◆ Document ◆
U. S. Webb, Attorney-General, and John H. Riordan, Deputy Attorney-General, for Respondent.

NOURSE, J.-Defendants were jointly tried on an information charging them with the murder of one William H. Reinking. The defendant Alexander was convicted of manslaughter and the defendant Avilla was convicted of murder in the second degree. Both defendants have appealed from the respective judgments following the verdicts and from the orders danying their motions for a new trial. Prior to the submission of the appeals the defendant Alexander filed a dismissal of his appeal and consideration, therefore, is given only to the appeal of the defendant Avilla.

◆ Dataset excerpts ◆
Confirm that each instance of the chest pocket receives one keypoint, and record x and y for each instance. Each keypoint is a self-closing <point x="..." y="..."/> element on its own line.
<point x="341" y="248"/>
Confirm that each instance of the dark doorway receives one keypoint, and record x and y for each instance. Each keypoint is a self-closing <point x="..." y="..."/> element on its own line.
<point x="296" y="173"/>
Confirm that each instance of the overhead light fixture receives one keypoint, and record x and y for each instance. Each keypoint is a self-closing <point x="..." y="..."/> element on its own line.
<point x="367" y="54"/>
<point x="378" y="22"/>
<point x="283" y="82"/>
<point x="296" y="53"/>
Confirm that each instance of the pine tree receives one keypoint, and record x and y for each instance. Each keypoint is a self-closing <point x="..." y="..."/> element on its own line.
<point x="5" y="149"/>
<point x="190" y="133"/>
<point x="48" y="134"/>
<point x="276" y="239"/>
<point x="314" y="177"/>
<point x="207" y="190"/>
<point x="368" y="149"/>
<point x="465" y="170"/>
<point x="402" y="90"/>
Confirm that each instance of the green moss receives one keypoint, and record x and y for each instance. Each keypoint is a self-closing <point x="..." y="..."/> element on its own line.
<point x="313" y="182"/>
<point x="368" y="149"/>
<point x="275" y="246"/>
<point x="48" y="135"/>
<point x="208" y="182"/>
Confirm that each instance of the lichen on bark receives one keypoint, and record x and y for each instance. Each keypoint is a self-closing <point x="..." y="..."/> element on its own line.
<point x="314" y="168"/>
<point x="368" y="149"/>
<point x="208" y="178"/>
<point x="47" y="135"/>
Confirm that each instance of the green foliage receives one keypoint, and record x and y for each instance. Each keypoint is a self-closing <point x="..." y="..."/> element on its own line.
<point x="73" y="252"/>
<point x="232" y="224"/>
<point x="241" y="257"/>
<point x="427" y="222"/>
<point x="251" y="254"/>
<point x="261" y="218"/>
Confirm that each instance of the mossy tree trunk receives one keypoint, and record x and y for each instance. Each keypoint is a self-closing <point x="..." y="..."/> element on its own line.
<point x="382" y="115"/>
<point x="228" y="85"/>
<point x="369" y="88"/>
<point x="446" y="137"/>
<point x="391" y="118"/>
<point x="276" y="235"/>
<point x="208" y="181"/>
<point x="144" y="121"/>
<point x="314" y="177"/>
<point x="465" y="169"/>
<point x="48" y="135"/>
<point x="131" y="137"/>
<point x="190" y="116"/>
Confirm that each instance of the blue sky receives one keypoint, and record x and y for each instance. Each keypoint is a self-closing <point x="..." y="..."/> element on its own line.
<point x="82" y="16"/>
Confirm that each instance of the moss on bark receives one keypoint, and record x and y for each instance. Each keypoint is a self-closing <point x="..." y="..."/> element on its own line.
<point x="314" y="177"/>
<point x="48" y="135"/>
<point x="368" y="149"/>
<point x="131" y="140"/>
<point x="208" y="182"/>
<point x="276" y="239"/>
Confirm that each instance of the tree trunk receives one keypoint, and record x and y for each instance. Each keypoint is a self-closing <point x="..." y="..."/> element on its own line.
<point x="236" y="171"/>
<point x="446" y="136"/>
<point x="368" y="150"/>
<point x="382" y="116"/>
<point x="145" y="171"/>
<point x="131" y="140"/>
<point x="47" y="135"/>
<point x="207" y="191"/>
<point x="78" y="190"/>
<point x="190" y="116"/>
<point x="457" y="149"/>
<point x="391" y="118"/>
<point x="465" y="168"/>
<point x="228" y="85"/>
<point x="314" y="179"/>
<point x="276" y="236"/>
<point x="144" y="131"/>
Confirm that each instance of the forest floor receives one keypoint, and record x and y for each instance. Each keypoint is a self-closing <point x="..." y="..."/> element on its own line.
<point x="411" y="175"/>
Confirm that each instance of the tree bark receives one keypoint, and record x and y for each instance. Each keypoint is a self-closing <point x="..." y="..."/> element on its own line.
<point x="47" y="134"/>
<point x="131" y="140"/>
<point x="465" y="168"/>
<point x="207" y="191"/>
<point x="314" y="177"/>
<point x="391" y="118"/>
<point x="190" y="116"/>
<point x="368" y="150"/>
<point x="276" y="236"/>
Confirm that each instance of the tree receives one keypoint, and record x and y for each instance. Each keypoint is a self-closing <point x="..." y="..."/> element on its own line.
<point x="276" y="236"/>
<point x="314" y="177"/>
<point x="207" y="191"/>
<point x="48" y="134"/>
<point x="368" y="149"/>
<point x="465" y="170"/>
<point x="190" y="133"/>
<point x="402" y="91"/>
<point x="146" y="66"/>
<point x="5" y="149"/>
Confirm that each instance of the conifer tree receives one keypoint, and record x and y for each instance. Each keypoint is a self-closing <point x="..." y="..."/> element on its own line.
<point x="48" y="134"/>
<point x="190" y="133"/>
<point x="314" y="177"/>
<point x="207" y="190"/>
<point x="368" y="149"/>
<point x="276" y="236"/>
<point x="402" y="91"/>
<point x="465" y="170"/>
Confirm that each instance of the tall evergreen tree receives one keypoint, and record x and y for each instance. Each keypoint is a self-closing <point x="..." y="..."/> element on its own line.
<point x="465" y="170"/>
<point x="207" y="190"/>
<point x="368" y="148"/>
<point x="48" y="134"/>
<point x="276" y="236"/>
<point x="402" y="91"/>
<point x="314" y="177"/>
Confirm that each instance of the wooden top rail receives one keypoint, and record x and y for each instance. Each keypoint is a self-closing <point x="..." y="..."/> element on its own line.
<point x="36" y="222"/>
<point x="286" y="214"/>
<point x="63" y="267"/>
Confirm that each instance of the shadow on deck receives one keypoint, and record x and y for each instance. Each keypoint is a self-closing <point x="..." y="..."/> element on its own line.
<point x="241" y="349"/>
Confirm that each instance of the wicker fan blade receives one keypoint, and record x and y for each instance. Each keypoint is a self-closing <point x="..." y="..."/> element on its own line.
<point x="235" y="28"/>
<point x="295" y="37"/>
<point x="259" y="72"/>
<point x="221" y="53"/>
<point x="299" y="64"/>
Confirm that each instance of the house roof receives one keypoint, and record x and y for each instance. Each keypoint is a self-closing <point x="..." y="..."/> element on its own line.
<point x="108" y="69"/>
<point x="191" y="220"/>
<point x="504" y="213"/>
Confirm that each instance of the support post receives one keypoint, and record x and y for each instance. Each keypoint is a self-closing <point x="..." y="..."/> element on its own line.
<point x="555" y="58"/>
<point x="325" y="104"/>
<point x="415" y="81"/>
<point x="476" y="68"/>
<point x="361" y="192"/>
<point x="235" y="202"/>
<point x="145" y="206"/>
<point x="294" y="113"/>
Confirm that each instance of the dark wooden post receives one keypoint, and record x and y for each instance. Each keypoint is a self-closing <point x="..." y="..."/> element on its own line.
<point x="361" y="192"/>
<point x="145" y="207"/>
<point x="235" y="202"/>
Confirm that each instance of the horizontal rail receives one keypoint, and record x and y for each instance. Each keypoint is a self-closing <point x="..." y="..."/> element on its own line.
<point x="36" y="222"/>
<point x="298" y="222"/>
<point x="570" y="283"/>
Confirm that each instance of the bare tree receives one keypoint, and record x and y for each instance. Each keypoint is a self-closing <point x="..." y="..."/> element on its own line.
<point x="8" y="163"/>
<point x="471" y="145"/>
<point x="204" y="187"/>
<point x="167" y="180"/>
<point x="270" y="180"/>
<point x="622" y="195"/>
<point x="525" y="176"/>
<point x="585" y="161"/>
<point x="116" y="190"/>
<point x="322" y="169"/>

◆ Written exercise 1 ◆
List every personal name that appears in the court opinion.
◆ Written exercise 2 ◆
Copy the passage of the court opinion starting at "NOURSE, J.-Defendants were" and ending at "the defendant Avilla.", replacing "manslaughter" with "voluntary manslaughter".
The records bear no relation to the court opinion.

◆ Result 1 ◆
U. S. Webb, John H. Riordan, Nourse, William H. Reinking, Alexander, Avilla

◆ Result 2 ◆
NOURSE, J.-Defendants were jointly tried on an information charging them with the murder of one William H. Reinking. The defendant Alexander was convicted of voluntary manslaughter and the defendant Avilla was convicted of murder in the second degree. Both defendants have appealed from the respective judgments following the verdicts and from the orders danying their motions for a new trial. Prior to the submission of the appeals the defendant Alexander filed a dismissal of his appeal and consideration, therefore, is given only to the appeal of the defendant Avilla.